** Problem statement **
An exact repetition of the data below, without images, is the expected answer.

** Source records **
"""

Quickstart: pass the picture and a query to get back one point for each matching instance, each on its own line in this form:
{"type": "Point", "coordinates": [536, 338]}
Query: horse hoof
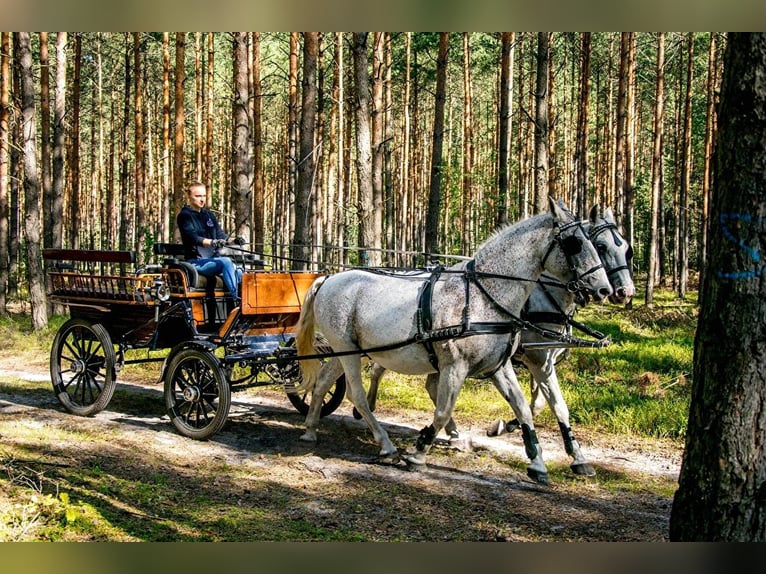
{"type": "Point", "coordinates": [415, 462]}
{"type": "Point", "coordinates": [497, 428]}
{"type": "Point", "coordinates": [390, 458]}
{"type": "Point", "coordinates": [537, 476]}
{"type": "Point", "coordinates": [308, 436]}
{"type": "Point", "coordinates": [583, 469]}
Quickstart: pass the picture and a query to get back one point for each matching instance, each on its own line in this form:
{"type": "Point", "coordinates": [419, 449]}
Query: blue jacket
{"type": "Point", "coordinates": [196, 226]}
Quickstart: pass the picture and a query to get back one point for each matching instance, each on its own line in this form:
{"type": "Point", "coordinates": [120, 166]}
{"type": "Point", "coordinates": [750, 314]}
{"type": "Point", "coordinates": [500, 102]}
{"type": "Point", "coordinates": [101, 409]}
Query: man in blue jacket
{"type": "Point", "coordinates": [202, 237]}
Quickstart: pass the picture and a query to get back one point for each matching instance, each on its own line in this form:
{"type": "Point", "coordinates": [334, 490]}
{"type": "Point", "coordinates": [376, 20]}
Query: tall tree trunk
{"type": "Point", "coordinates": [630, 141]}
{"type": "Point", "coordinates": [710, 129]}
{"type": "Point", "coordinates": [542, 99]}
{"type": "Point", "coordinates": [292, 133]}
{"type": "Point", "coordinates": [468, 147]}
{"type": "Point", "coordinates": [258, 175]}
{"type": "Point", "coordinates": [376, 118]}
{"type": "Point", "coordinates": [59, 141]}
{"type": "Point", "coordinates": [686, 169]}
{"type": "Point", "coordinates": [659, 117]}
{"type": "Point", "coordinates": [74, 147]}
{"type": "Point", "coordinates": [241, 170]}
{"type": "Point", "coordinates": [721, 484]}
{"type": "Point", "coordinates": [32, 227]}
{"type": "Point", "coordinates": [179, 123]}
{"type": "Point", "coordinates": [437, 168]}
{"type": "Point", "coordinates": [124, 154]}
{"type": "Point", "coordinates": [504, 125]}
{"type": "Point", "coordinates": [5, 111]}
{"type": "Point", "coordinates": [365, 206]}
{"type": "Point", "coordinates": [306, 159]}
{"type": "Point", "coordinates": [168, 198]}
{"type": "Point", "coordinates": [45, 140]}
{"type": "Point", "coordinates": [581, 147]}
{"type": "Point", "coordinates": [620, 143]}
{"type": "Point", "coordinates": [142, 230]}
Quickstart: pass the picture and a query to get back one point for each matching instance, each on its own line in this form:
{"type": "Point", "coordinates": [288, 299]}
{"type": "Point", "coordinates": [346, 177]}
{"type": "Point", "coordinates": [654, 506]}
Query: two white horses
{"type": "Point", "coordinates": [462, 322]}
{"type": "Point", "coordinates": [552, 307]}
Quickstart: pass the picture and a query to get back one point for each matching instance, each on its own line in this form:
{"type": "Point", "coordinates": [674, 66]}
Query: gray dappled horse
{"type": "Point", "coordinates": [551, 306]}
{"type": "Point", "coordinates": [462, 321]}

"""

** Written response **
Quickstart: pass the picture and a query to get back one point for each matching instance, each on its own line in this form:
{"type": "Point", "coordinates": [536, 338]}
Query: horse hoof
{"type": "Point", "coordinates": [415, 462]}
{"type": "Point", "coordinates": [497, 428]}
{"type": "Point", "coordinates": [390, 458]}
{"type": "Point", "coordinates": [537, 476]}
{"type": "Point", "coordinates": [308, 436]}
{"type": "Point", "coordinates": [583, 469]}
Quickstart: pass the picture and a query to get back one point for each matching instance, each on its own line in this form:
{"type": "Point", "coordinates": [419, 449]}
Query: blue jacket
{"type": "Point", "coordinates": [196, 226]}
Quickstart: pass the picture and a query to get back one point for each matching instance, each on its own line in this form:
{"type": "Point", "coordinates": [120, 166]}
{"type": "Point", "coordinates": [750, 314]}
{"type": "Point", "coordinates": [500, 102]}
{"type": "Point", "coordinates": [101, 409]}
Query: man in blue jacket
{"type": "Point", "coordinates": [202, 237]}
Quickstart: pass the picture and a query to get back one point for each matching instance, each on its own line in this form:
{"type": "Point", "coordinates": [334, 490]}
{"type": "Point", "coordinates": [376, 20]}
Query: tall tree trunk
{"type": "Point", "coordinates": [630, 141]}
{"type": "Point", "coordinates": [710, 129]}
{"type": "Point", "coordinates": [542, 99]}
{"type": "Point", "coordinates": [292, 133]}
{"type": "Point", "coordinates": [468, 147]}
{"type": "Point", "coordinates": [258, 175]}
{"type": "Point", "coordinates": [376, 118]}
{"type": "Point", "coordinates": [59, 141]}
{"type": "Point", "coordinates": [686, 169]}
{"type": "Point", "coordinates": [659, 117]}
{"type": "Point", "coordinates": [74, 147]}
{"type": "Point", "coordinates": [241, 170]}
{"type": "Point", "coordinates": [721, 484]}
{"type": "Point", "coordinates": [32, 227]}
{"type": "Point", "coordinates": [179, 123]}
{"type": "Point", "coordinates": [437, 168]}
{"type": "Point", "coordinates": [124, 154]}
{"type": "Point", "coordinates": [504, 125]}
{"type": "Point", "coordinates": [5, 111]}
{"type": "Point", "coordinates": [365, 206]}
{"type": "Point", "coordinates": [306, 159]}
{"type": "Point", "coordinates": [168, 198]}
{"type": "Point", "coordinates": [45, 140]}
{"type": "Point", "coordinates": [581, 147]}
{"type": "Point", "coordinates": [620, 143]}
{"type": "Point", "coordinates": [142, 230]}
Quickstart: pass the picture and a query to get back one point for each matching instance, each on its own line in this form:
{"type": "Point", "coordinates": [288, 299]}
{"type": "Point", "coordinates": [346, 177]}
{"type": "Point", "coordinates": [654, 506]}
Query: two white horses
{"type": "Point", "coordinates": [462, 322]}
{"type": "Point", "coordinates": [552, 307]}
Quickstart: pass the picture and a query to get back one point for each matching instance, each on its own line in this form:
{"type": "Point", "coordinates": [674, 66]}
Query: gray dappled horse
{"type": "Point", "coordinates": [551, 306]}
{"type": "Point", "coordinates": [462, 321]}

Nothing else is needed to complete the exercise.